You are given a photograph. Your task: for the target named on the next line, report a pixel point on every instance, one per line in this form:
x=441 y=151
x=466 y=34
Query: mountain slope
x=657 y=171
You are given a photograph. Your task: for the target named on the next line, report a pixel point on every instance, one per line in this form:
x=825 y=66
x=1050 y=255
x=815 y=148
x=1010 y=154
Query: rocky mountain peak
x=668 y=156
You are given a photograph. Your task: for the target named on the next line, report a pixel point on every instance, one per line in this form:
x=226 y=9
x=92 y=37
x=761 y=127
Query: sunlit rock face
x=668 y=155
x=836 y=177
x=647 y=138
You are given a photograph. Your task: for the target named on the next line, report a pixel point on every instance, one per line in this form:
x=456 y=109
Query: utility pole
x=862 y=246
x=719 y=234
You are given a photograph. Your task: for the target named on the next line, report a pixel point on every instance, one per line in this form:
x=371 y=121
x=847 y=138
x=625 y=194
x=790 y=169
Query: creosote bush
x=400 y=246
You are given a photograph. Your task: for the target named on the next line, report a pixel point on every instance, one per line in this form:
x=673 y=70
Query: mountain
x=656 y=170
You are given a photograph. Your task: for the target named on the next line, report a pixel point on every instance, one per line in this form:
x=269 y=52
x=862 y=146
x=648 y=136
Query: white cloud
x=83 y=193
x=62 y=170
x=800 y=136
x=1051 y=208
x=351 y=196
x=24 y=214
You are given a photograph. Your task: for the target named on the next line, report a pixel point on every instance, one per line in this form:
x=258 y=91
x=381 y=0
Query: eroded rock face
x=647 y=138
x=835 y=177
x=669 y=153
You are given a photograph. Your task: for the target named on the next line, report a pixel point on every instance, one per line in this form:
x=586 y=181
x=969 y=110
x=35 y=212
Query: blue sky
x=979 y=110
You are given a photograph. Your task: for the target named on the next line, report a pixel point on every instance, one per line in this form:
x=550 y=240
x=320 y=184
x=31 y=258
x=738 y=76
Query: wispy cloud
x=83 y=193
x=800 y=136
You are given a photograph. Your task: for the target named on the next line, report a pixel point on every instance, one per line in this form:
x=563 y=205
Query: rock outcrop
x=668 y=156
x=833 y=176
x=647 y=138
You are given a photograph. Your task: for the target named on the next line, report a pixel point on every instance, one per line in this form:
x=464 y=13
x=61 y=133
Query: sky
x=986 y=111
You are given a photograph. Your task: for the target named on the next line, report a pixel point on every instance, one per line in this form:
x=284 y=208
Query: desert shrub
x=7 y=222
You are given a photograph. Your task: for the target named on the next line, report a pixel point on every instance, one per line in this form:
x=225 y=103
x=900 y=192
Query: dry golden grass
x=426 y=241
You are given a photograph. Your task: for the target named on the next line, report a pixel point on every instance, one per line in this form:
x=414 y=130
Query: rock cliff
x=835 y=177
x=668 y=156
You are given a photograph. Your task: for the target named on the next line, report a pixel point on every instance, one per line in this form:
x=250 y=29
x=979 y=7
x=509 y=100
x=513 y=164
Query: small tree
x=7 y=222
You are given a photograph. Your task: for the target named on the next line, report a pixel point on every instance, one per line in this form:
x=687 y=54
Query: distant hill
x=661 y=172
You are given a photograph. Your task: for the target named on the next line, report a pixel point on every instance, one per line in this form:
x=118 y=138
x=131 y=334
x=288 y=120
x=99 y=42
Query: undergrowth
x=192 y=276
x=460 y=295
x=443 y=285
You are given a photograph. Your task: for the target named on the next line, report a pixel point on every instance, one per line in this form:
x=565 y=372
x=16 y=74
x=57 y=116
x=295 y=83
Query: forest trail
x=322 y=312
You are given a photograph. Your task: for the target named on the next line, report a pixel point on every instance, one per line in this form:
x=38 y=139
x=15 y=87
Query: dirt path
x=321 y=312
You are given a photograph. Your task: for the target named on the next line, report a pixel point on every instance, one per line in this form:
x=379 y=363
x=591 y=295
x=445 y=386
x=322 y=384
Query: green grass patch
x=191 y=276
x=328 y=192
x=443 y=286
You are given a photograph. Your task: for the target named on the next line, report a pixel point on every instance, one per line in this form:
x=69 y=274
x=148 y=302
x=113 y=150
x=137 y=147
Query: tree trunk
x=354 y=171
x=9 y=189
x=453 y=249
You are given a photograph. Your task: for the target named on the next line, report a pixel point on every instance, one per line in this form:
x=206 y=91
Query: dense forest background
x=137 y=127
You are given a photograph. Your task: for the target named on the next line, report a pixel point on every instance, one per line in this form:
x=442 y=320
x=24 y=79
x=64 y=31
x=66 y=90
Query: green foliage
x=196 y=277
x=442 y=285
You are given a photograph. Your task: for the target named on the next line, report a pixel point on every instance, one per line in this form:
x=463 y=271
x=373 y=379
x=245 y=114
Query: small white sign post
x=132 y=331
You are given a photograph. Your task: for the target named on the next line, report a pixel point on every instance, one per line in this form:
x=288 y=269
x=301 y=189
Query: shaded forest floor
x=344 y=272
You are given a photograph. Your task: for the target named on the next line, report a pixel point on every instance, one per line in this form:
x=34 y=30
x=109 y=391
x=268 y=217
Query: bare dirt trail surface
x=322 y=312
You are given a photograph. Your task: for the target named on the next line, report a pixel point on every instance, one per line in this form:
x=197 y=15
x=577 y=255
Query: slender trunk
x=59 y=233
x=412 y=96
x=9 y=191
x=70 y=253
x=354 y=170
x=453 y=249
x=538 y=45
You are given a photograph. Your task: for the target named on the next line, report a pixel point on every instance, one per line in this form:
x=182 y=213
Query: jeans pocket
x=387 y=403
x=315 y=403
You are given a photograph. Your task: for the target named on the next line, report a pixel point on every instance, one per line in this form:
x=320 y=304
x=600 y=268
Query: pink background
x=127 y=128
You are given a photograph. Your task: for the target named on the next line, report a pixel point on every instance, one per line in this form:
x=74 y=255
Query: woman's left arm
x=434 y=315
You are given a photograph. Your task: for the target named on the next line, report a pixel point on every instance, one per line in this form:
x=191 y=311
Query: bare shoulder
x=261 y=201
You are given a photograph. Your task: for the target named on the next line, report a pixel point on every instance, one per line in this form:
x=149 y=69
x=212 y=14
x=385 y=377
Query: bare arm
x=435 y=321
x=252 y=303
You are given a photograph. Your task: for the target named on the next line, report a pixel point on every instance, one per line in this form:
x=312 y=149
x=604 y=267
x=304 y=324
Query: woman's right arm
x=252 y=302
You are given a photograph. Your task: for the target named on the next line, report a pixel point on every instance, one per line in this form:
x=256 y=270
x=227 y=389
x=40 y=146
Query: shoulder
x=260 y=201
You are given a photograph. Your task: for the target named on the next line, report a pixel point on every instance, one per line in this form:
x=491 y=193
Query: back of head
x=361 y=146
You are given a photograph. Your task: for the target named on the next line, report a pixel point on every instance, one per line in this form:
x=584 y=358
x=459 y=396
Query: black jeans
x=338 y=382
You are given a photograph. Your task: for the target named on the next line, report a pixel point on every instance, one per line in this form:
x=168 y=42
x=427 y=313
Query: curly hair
- - -
### What you need to do
Once the records are read, print each of them exactly as written.

### Output
You are given a photograph. Your task: for the target named on the next line, report a pixel point on every instance, one per line in this form:
x=441 y=151
x=466 y=34
Query: mountain slope
x=657 y=171
You are given a photograph. Your task: for the target named on the next line, report a pixel point on every instance, one per line in this form:
x=825 y=66
x=1050 y=255
x=815 y=148
x=1010 y=154
Query: rocky mountain peak
x=668 y=156
You are given a photograph. Your task: for the target named on the next line, report a pixel point on every instance, one per line in this form:
x=226 y=9
x=92 y=37
x=761 y=127
Query: sunlit rock face
x=668 y=155
x=836 y=177
x=647 y=138
You are given a photograph. Your task: for the target named on the next line, report a pixel point on every instance, one per line in this form:
x=456 y=109
Query: utility pole
x=862 y=246
x=719 y=234
You are given a photograph. Your task: for the target named on the next line, report a pixel point on every instance, one per line in this form:
x=371 y=121
x=847 y=138
x=625 y=194
x=790 y=169
Query: creosote bush
x=400 y=246
You are given a photograph. Your task: for the target named on the next line, report a pixel point on every instance, one per line in this form:
x=673 y=70
Query: mountain
x=656 y=170
You are given a photograph. Your task: for the target named on the next line, report a pixel point on every instance, one per line in this form:
x=269 y=52
x=862 y=146
x=648 y=136
Query: white cloud
x=83 y=193
x=62 y=170
x=800 y=136
x=1051 y=208
x=351 y=196
x=24 y=214
You are given a photograph. Your task: for the target named on the next line, report a pixel point on every instance, one per line in this form:
x=258 y=91
x=381 y=0
Query: eroded rock face
x=647 y=138
x=835 y=177
x=669 y=153
You are given a photograph. Your task: for the target named on the next line, report a pixel point on every instance, one per line in this form:
x=586 y=181
x=969 y=110
x=35 y=212
Query: blue sky
x=979 y=110
You are given a photograph. Your task: for the target named on the next line, report a pixel point on every instance, one per line in this form:
x=550 y=240
x=320 y=184
x=31 y=258
x=738 y=76
Query: wispy cloud
x=83 y=193
x=800 y=136
You are given a photograph. Your task: for the target named on the next line, report a pixel point on every instance, one per line in this form:
x=563 y=205
Query: rock outcrop
x=668 y=156
x=833 y=176
x=647 y=138
You are given a photograph. Your task: for the target named on the next line, report a pixel point on every instance, one per line in this form:
x=464 y=13
x=61 y=133
Query: sky
x=986 y=111
You are given a photograph. Your task: for the target named on the next line, report a pixel point on every instance, one per line in this form:
x=284 y=208
Query: desert shrub
x=7 y=222
You are given a photograph. Your task: for the target named on the next line, report a pixel point on every instance, one per line in this form:
x=225 y=103
x=900 y=192
Query: dry golden grass
x=426 y=241
You are given a photograph. Your task: for the target named on the next line, report a pixel point on every instance, one per line in this form:
x=414 y=130
Query: rock cliff
x=835 y=177
x=668 y=156
You are given a photograph. Your task: for the target named on the next line, report a pixel point on every instance, one per line in this form:
x=250 y=29
x=979 y=7
x=509 y=100
x=513 y=164
Query: small tree
x=7 y=222
You are given a photograph. Your task: for the target named on the next line, report a pixel point on every instance, one per line in this form:
x=687 y=54
Query: distant hill
x=661 y=172
You are given a photograph. Your task: for the target named on the next line, report a pixel point on every instance, one per line in this form:
x=118 y=138
x=131 y=334
x=288 y=120
x=99 y=42
Query: undergrowth
x=192 y=276
x=460 y=295
x=443 y=285
You are given a photograph. Your task: for the target named on the next line, report a pixel point on every instance, one per line in this form:
x=565 y=372
x=16 y=74
x=57 y=116
x=295 y=83
Query: forest trail
x=322 y=312
You are given a photograph. Your task: for the target named on the next line, report a pixel point on every instance, one per line in this form:
x=38 y=139
x=15 y=87
Query: dirt path
x=321 y=312
You are given a photograph. Your task: for the target named on the next line, report a pixel point on every instance, one per line in this form:
x=379 y=363
x=591 y=295
x=445 y=386
x=322 y=384
Query: green grass patch
x=191 y=276
x=328 y=192
x=443 y=286
You are given a photograph. Your task: for the target named on the next line, report a pixel point on every instance, one per line in this form:
x=69 y=274
x=148 y=302
x=113 y=150
x=137 y=147
Query: tree trunk
x=354 y=171
x=9 y=189
x=453 y=249
You are given a photograph. Your task: for the target named on the next line, report a pixel point on every instance, one per line in this form:
x=206 y=91
Query: dense forest background
x=137 y=127
You are given a photograph. Your task: for the target named on the next line, report a pixel point on every instance, one per line in this form:
x=442 y=320
x=24 y=79
x=64 y=31
x=66 y=90
Query: green foliage
x=196 y=277
x=442 y=285
You are given a photograph. Your task: for the target named on the next line, report a pixel point on every instance, one per line in this form:
x=463 y=271
x=373 y=379
x=245 y=114
Query: small white sign post
x=132 y=331
You are given a photograph. Your task: for the target named on the next line, report a pixel point on every instance, one per line in this form:
x=288 y=269
x=301 y=189
Query: shaded forest floor
x=344 y=272
You are given a photograph. Your task: for the target named on the next line, report a pixel point on every instance, one per line in this form:
x=34 y=30
x=109 y=391
x=268 y=217
Query: bare dirt trail surface
x=322 y=312
You are given a photograph. Your task: for the target named on the next line, report a pixel point on every instance, one per line in this form:
x=197 y=15
x=577 y=255
Query: slender trunk
x=59 y=233
x=412 y=96
x=9 y=191
x=70 y=253
x=354 y=170
x=453 y=249
x=538 y=45
You are given a photograph. Your task: for the target named on the next line, report a pixel point on every instance, one per line in this form:
x=182 y=213
Query: jeans pocket
x=387 y=403
x=315 y=403
You are given a photograph. Your task: for the target named on the next line, report a pixel point on every instance, one per line in this form:
x=320 y=304
x=600 y=268
Query: pink background
x=127 y=128
You are given a photograph. Your task: for the target named on the next line, report a pixel point on every instance, one per line in this form:
x=74 y=255
Query: woman's left arm
x=434 y=315
You are given a photograph. Your task: for the target named on the next line, report a pixel point on every instance, one per line in this form:
x=191 y=311
Query: bare shoulder
x=261 y=201
You are given a photograph. Your task: for the target named on the next line, report a pixel point on every instance, one per line in this form:
x=149 y=69
x=212 y=14
x=385 y=377
Query: bare arm
x=435 y=321
x=252 y=303
You are given a photograph. Your task: for the target named on the next line, report a pixel point on every instance, one per line in this form:
x=312 y=149
x=604 y=267
x=304 y=324
Query: woman's right arm
x=252 y=302
You are given a photograph. Your task: for the target named on the next line, report a pixel point on every instance, one per line in this form:
x=256 y=270
x=227 y=389
x=40 y=146
Query: shoulder
x=260 y=201
You are given a photograph. Your task: for the target named on the next line, report a pixel point on every instance, one per line in this form:
x=491 y=193
Query: back of head
x=361 y=146
You are given a photograph. Your task: for the target named on the next line, report a pixel point on every instance, one per line in this form:
x=584 y=358
x=459 y=396
Query: black jeans
x=338 y=382
You are given a photograph. Your task: for the target named on the next line, report a pixel point on every instance, one per line in this form:
x=168 y=42
x=427 y=313
Query: curly hair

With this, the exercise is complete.